» REQUIREMENT:
Copy every line of the listing below without changing a single character.

» Stored items:
* START *
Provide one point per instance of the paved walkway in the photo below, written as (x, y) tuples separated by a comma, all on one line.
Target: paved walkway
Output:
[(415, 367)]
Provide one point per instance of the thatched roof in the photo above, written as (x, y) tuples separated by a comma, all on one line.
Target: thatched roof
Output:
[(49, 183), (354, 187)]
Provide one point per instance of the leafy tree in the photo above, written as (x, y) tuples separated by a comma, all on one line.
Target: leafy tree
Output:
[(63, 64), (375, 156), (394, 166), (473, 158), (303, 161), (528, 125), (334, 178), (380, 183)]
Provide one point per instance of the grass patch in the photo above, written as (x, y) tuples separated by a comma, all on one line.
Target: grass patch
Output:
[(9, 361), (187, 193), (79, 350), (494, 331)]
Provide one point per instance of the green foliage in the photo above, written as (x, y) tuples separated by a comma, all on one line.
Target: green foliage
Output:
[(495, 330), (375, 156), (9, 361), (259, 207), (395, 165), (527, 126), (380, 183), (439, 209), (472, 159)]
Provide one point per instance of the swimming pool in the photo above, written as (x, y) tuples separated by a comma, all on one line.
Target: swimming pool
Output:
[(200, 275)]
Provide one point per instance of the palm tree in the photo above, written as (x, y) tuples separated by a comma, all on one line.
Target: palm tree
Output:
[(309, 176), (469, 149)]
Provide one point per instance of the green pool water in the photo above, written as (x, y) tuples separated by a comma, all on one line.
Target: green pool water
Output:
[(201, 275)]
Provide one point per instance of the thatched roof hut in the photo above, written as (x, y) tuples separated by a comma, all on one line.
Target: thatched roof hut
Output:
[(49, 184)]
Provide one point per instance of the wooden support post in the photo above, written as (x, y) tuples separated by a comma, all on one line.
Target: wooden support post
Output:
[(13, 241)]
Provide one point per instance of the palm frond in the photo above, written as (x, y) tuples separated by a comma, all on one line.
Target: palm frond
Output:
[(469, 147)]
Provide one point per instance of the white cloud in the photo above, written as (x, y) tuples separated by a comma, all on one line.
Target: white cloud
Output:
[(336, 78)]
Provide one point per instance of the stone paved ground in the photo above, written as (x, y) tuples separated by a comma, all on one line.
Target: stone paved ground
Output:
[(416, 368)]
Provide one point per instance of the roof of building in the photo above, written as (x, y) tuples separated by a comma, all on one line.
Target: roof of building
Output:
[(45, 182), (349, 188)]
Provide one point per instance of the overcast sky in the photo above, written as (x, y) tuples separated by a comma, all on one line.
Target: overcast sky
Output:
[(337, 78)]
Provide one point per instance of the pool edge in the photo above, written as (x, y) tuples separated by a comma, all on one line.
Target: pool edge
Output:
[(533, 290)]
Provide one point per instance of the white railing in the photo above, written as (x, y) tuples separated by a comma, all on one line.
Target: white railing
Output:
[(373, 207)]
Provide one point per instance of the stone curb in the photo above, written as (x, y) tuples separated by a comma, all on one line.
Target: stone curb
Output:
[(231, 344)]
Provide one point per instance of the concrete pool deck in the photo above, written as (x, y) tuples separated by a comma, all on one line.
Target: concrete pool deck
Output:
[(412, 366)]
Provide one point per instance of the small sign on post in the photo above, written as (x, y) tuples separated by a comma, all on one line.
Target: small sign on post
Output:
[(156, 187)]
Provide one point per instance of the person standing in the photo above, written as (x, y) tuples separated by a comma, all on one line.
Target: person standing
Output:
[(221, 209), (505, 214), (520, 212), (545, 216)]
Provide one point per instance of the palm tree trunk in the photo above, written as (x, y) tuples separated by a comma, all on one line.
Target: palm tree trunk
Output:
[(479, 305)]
* END *
» WRITTEN ANSWER:
Provide one point per instance of the paved walkway in the photo below, written as (x, y) tuples separated by a comma, all on one line.
Target: paved walkway
Output:
[(415, 367)]
Provide one point per instance of the thatched roof in the photo above, written as (x, y) tuples separated by a comma, all on one line.
Target: thatched roof
Output:
[(49, 183), (354, 187)]
Provide one point per instance of the leafy tree in the photo above, written as (x, y) tuples separated by a comma, all on one line.
Target: leafy tree
Output:
[(63, 64), (375, 156), (394, 166), (473, 158), (303, 161), (528, 125), (334, 178), (380, 183)]
Provide one point per instance of the grass patch in the photo above, written as (x, y) tuples separated by a comma, all on one line.
Target: grass patch
Output:
[(9, 361), (187, 193), (79, 350), (494, 331)]
Provide one point per instance of the green foliage in the photo above, written as (x, y) tuples separated by a comma, all on one line.
Target: green foliage
Output:
[(495, 330), (375, 156), (9, 361), (259, 207), (395, 165), (527, 126), (380, 183), (439, 209), (472, 159)]
Provide one point per instance of the swimming pool in the photo above, written as (x, y) tuples separated by a comma, all on one line.
Target: swimming pool
Output:
[(200, 275)]
Provide one point per instance of the palm tree in the photo above, written as (x, y) tuples separated by a comma, all on one line.
Target: palm tree
Output:
[(309, 176), (469, 149)]
Provide one point per instance of the green pool water in the photo above, written as (x, y) tuples separated by a comma, all on one line.
Target: green pool water
Output:
[(201, 275)]
Provide one point per instance of the thatched roof hut in the photo above, written as (x, y) tuples separated by a comma, all on one line.
Target: thatched roof hut
Output:
[(49, 184)]
Provide one point per instance of the wooden support post in the photo above, written as (x, y) tuples separated by a comma, all on one line.
Target: wooden support post
Output:
[(13, 241)]
Provide one point per instance of the palm frond in the photo above, written as (x, y) tuples separated by a comma, all on one line.
Target: palm frond
Output:
[(469, 147)]
Provide one point per instance of the white cloud in the photo above, written as (x, y) tuples separated by a comma, all on one line.
Target: white cloud
Output:
[(336, 78)]
Provide one point per instance of the stone paved ground in the photo above, written as (x, y) tuples separated by a comma, all on one line.
Target: stone paved ground
Output:
[(416, 368)]
Provide one point per instance of the roof of building in the photo above, written as (x, y) tuples separated by a comma, all on one line.
Target: roof of building
Output:
[(45, 182), (349, 188)]
Provide one point per instance of the overcast sky in the photo above, written as (x, y) tuples separated by a comma, all on one line.
Target: overcast sky
Output:
[(337, 78)]
Provide one point per instance of the pool edge in the photo above, written as (x, y) tuples separated by a comma, all on one line.
Target: pool edge
Output:
[(533, 290)]
Provide one point per instance of the white railing in the photo above, written as (x, y) tuples separated by a comma, all on one line.
Target: white railing
Output:
[(373, 207)]
Provide one point per instance of the stone curb in the photo above, written as (x, y) tuples separated by a comma, all on one line.
Target: stone curb
Output:
[(231, 344)]
Provide one point per instance of the concrete pool deck in the photo above, written as (x, y) tuples separated by a comma, all on one line.
Target: concrete pool deck
Output:
[(412, 366)]
Provide one point per instance of the small sign on post in the photo above, written as (x, y) tuples separated by a comma, all on one line.
Target: small sign on post
Output:
[(156, 187)]
Provide one point per instance of the person standing in the photo above, written as (x, y) tuples separated by a comma, all on one line.
Target: person standing
Output:
[(221, 209), (505, 214), (520, 212), (545, 216)]
Provide one point per instance of the palm tree trunk in the photo above, written as (x, y) tuples separated by a comma, all on one line.
Target: palm tree trunk
Output:
[(479, 305)]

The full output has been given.